PASSAGE GIVEN start
Sudan — The war between the Sudan Armed Forces (SAF) and the paramilitary Rapid Support Forces (RSF) that erupted in the country on April 15 has led to an increased deterioration in food security conditions. The Famine Early Warning Systems Network (FEWS NET*) expects that the number of people in need of humanitarian food assistance will be one of the highest by the end of the year.

With significant increases in food and other commodity prices, and a continued conflict, acute food insecurity in Sudan continues to increase rapidly. The latest Food Assistance Outlook Brief, June 2023 from FEWS NET indicates that around 11.9 million people across the country are highly food insecure.

The situation is expected to worsen by December and at least one in five households will face extreme food consumption gaps, resulting in very high acute malnutrition or excess mortality [Widespread crisis, IPC Phase 3].
PASSAGE GIVEN end
STORED DATA start
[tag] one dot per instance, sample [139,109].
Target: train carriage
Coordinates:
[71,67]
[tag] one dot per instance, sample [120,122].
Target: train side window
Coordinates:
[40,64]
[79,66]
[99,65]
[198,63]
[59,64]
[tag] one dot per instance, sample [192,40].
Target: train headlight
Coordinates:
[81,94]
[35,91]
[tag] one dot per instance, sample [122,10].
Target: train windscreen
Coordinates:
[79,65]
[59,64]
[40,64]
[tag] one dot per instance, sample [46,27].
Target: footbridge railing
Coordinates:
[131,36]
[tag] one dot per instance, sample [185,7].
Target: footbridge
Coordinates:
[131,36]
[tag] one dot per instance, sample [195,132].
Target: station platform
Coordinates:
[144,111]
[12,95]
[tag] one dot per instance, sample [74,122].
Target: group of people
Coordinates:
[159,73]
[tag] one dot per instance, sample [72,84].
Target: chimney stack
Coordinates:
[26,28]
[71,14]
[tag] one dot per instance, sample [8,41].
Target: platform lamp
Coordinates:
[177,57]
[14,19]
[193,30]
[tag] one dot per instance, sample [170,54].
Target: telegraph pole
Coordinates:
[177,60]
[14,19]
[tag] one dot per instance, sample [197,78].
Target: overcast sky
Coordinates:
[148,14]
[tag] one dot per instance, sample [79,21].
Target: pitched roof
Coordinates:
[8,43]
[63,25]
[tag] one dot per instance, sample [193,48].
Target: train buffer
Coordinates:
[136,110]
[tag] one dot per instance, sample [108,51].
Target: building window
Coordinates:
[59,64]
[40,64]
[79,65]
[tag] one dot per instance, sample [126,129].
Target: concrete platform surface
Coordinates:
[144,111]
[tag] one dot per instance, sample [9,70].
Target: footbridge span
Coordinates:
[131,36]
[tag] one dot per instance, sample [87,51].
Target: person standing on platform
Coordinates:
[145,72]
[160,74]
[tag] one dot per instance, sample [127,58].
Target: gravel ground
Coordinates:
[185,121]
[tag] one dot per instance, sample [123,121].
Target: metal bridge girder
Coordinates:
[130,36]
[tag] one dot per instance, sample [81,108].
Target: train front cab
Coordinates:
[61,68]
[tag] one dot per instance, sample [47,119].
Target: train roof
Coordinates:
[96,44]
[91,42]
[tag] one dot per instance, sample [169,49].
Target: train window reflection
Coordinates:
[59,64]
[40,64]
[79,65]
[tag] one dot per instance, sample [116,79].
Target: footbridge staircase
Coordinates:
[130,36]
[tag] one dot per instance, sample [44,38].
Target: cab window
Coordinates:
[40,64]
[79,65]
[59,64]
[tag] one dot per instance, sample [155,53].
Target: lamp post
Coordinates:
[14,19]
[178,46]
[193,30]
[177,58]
STORED DATA end
DESCRIPTION OF THE TASK: Reproduce the entire passage above on food insecurity in Sudan, word for word.

RESPONSE FOR THIS EXERCISE:
Sudan — The war between the Sudan Armed Forces (SAF) and the paramilitary Rapid Support Forces (RSF) that erupted in the country on April 15 has led to an increased deterioration in food security conditions. The Famine Early Warning Systems Network (FEWS NET*) expects that the number of people in need of humanitarian food assistance will be one of the highest by the end of the year.

With significant increases in food and other commodity prices, and a continued conflict, acute food insecurity in Sudan continues to increase rapidly. The latest Food Assistance Outlook Brief, June 2023 from FEWS NET indicates that around 11.9 million people across the country are highly food insecure.

The situation is expected to worsen by December and at least one in five households will face extreme food consumption gaps, resulting in very high acute malnutrition or excess mortality [Widespread crisis, IPC Phase 3].